# [Problem]
Reproduce the entire listing below line for line, with no changes.

------------------------------------

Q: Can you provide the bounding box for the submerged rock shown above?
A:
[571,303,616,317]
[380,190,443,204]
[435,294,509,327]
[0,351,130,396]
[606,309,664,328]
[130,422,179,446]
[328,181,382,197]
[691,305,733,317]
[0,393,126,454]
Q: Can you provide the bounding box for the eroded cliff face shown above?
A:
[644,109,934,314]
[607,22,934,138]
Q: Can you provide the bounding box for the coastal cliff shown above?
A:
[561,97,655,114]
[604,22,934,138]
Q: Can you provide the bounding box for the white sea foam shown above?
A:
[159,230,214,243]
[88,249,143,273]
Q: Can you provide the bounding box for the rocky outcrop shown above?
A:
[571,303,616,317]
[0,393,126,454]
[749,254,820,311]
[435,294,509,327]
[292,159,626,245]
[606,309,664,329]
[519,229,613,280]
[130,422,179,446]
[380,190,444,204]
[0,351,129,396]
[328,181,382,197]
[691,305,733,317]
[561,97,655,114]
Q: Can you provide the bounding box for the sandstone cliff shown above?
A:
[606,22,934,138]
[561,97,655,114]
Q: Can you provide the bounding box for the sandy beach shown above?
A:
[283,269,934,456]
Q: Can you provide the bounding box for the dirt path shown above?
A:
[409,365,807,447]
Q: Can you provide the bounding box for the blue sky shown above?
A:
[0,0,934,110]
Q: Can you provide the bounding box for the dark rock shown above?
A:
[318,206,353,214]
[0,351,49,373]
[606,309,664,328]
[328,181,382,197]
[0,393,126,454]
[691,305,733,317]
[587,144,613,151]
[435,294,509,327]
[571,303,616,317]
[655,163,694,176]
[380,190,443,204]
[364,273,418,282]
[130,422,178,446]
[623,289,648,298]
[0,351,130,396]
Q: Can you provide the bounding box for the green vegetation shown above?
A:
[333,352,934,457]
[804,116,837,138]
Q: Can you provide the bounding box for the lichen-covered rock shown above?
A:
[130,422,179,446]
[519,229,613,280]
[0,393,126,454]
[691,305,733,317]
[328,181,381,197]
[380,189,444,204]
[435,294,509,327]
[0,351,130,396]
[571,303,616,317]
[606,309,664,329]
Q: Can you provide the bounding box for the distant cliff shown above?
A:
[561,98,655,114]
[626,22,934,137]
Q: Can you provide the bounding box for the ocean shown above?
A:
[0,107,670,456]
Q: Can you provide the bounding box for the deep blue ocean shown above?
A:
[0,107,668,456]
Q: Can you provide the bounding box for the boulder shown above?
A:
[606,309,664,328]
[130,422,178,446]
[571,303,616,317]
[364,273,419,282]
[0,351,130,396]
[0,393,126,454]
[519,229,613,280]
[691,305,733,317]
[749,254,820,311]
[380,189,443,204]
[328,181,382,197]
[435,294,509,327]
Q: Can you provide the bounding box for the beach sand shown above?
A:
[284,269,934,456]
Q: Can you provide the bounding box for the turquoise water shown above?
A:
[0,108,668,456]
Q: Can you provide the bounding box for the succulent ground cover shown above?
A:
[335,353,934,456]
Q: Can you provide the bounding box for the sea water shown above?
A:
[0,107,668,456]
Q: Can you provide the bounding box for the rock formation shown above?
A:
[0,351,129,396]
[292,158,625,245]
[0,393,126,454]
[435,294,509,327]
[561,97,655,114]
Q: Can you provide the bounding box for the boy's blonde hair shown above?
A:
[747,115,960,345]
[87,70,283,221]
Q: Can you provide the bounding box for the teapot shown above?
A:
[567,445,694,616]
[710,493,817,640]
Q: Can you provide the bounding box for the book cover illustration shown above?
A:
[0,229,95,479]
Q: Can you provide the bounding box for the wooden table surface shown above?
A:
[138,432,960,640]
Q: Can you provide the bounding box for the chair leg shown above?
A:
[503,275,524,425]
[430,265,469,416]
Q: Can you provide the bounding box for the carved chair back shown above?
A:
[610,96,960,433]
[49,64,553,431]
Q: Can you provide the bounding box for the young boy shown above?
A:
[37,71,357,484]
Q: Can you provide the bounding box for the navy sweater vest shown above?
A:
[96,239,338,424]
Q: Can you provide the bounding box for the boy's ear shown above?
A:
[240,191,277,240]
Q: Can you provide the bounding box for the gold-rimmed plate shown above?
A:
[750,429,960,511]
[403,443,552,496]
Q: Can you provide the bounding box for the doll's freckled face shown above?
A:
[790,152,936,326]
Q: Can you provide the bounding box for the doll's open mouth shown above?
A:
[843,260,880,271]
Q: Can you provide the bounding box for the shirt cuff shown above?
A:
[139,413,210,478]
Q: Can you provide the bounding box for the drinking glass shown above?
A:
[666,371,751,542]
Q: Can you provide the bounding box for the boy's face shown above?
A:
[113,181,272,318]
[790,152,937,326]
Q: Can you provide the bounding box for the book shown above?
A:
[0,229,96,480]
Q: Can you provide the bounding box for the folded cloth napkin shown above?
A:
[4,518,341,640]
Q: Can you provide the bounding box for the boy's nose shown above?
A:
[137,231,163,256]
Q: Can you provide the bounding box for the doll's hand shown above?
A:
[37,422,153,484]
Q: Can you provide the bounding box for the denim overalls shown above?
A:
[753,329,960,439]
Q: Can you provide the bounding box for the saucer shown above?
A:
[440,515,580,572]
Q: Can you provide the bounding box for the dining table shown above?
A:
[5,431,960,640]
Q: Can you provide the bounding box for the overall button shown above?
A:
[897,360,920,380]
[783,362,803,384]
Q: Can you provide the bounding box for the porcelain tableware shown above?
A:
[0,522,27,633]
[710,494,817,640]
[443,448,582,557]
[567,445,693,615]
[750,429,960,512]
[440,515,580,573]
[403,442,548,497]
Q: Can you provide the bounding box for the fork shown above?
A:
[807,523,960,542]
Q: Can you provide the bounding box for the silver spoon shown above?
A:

------------------------------------

# [Task solution]
Q: Can you provide the bounding box for the submerged rock shown above?
A:
[571,303,616,317]
[380,190,443,204]
[435,294,509,327]
[0,351,130,396]
[606,309,664,328]
[130,422,179,446]
[328,181,382,197]
[691,305,733,317]
[0,393,126,454]
Q: Can you provide the bounding box for the eroded cliff face shown above?
A:
[644,109,934,314]
[607,22,934,138]
Q: Can you provide the bounding box for the coastal cliff shown above?
A:
[561,97,655,114]
[604,22,934,138]
Q: Can you provide the bounding box for the white sea foam shown above?
A:
[159,230,214,243]
[88,249,143,273]
Q: Can you provide the bounding box for the rocky outcrop shown above?
A:
[571,303,616,317]
[0,393,126,454]
[749,254,820,311]
[435,294,509,327]
[292,159,626,245]
[606,309,664,329]
[519,229,613,280]
[130,422,179,446]
[380,190,444,204]
[0,351,129,396]
[328,181,382,197]
[691,305,733,317]
[561,97,655,114]
Q: Can you provide the bounding box for the sandstone cliff shown above?
A:
[606,22,934,138]
[561,97,655,114]
Q: Can you provide the bounding box for the sandy beach shown above?
A:
[283,269,934,456]
Q: Can you provide the bounding box for the dirt path shown above?
A:
[409,365,807,447]
Q: Can you provide the bounding box for the blue sky shown above?
A:
[0,0,934,110]
Q: Can you provide the bounding box for the dark rock shown above?
A:
[318,206,353,214]
[0,351,49,373]
[606,309,664,328]
[328,181,382,197]
[0,393,126,454]
[691,305,733,317]
[587,144,613,151]
[435,294,509,327]
[571,303,616,317]
[655,163,694,176]
[380,190,443,204]
[364,273,418,282]
[130,422,178,446]
[623,289,648,298]
[0,351,130,396]
Q: Can you provide the bounding box for the green vegetation shown above?
A:
[333,352,934,457]
[804,116,837,138]
Q: Can you provide the bounding box for the lichen-covered rock shown above?
A:
[130,422,179,446]
[519,229,613,280]
[0,393,126,454]
[691,305,733,317]
[328,181,381,197]
[380,189,444,204]
[435,294,509,327]
[0,351,130,396]
[571,303,616,317]
[606,309,664,329]
Q: Can you provide the bounding box for the distant cliff shown above?
A:
[561,98,655,114]
[626,22,934,137]
Q: Can you provide the bounding box for the ocean shown above?
A:
[0,107,670,456]
Q: Can you provide the bounding box for the deep blue ocean shown above?
A:
[0,107,668,456]
Q: Can you provide the bounding box for the boulder shown above?
A:
[606,309,664,328]
[130,422,178,446]
[571,303,616,317]
[364,273,419,282]
[0,351,130,396]
[0,393,126,454]
[519,229,613,280]
[691,305,733,317]
[749,254,820,311]
[380,189,443,204]
[328,181,382,197]
[435,294,509,327]
Q: Can you provide the bounding box for the beach sand shown above?
A:
[284,269,934,456]
Q: Can you provide the bounding box for the turquoise water shown above?
A:
[0,108,668,456]
Q: Can you provide the bounding box for the succulent ground cover shown above?
A:
[335,353,934,456]
Q: Can you provide the bounding box for the sea water shown above?
A:
[0,107,668,456]
Q: Can you provide the bounding box for the rock formation shown above?
A:
[0,351,129,396]
[292,158,625,245]
[0,393,126,454]
[435,294,509,327]
[561,97,655,114]
Q: Can you provide the bounding box for the boy's blonde hair shown above?
A:
[747,115,960,345]
[87,70,283,221]
Q: Can you provide the bounding box for the teapot shown above?
A:
[567,445,694,616]
[710,493,817,640]
Q: Can you provide the bounding box for the book cover illustration shown above?
A:
[0,229,95,479]
Q: Can you provide the bounding box for the wooden table surface shown above?
A:
[138,432,960,640]
Q: Can you provide the bounding box for the chair leg shown above?
A:
[503,275,524,425]
[430,265,469,416]
Q: Can you provide the bounding box for the carved chair back shown above?
A:
[610,96,960,433]
[49,64,553,431]
Q: Can you provide the bounding box for the young boy shown above?
A:
[37,71,357,484]
Q: Can you provide the bounding box for the navy sweater vest shown above?
A:
[96,239,338,424]
Q: Can you provide the bounding box for the boy's ear shown above?
A:
[240,191,277,240]
Q: Can you provide the bounding box for the gold-rimmed plate shown above?
A:
[750,429,960,511]
[403,443,552,496]
Q: Can you provide the bounding box for the doll's freckled face shown above?
A:
[790,152,936,326]
Q: Can you provide the bounding box for the doll's open mouth shown above?
A:
[843,260,880,271]
Q: Can you provide the bounding box for the shirt cuff shown above?
A:
[139,413,210,478]
Q: Can you provide the bounding box for the drinking glass shown above?
A:
[666,371,751,542]
Q: Can you provide the bounding box for the boy's face shown above?
A:
[113,181,272,318]
[790,152,937,326]
Q: Can you provide the bounding box for the book shown above?
A:
[0,229,96,480]
Q: Can you provide the bounding box for the folded cloth napkin shown above?
A:
[4,518,341,640]
Q: Can you provide the bounding box for the boy's nose shown above?
A:
[137,231,163,256]
Q: Can you provide the bounding box for the doll's hand shown above?
A:
[37,422,153,484]
Q: Can you provide the bounding box for the denim overalls shown above?
A:
[753,329,960,439]
Q: Can you provide the bounding box for the saucer shown above?
A:
[440,515,580,572]
Q: Can you provide the bounding box for the dining table shown above?
A:
[5,431,960,640]
Q: Can you provide the bounding box for the overall button shown above?
A:
[897,360,920,380]
[783,362,803,384]
Q: Can you provide the bounding box for the porcelain tableware shown above?
A:
[0,522,27,633]
[710,494,817,640]
[443,448,582,557]
[567,445,693,615]
[750,429,960,512]
[440,515,580,573]
[403,442,548,497]
Q: Can you provide the bounding box for the fork shown above?
A:
[807,523,960,542]
Q: Can you provide the bounding box for the silver spoon shown above?
A:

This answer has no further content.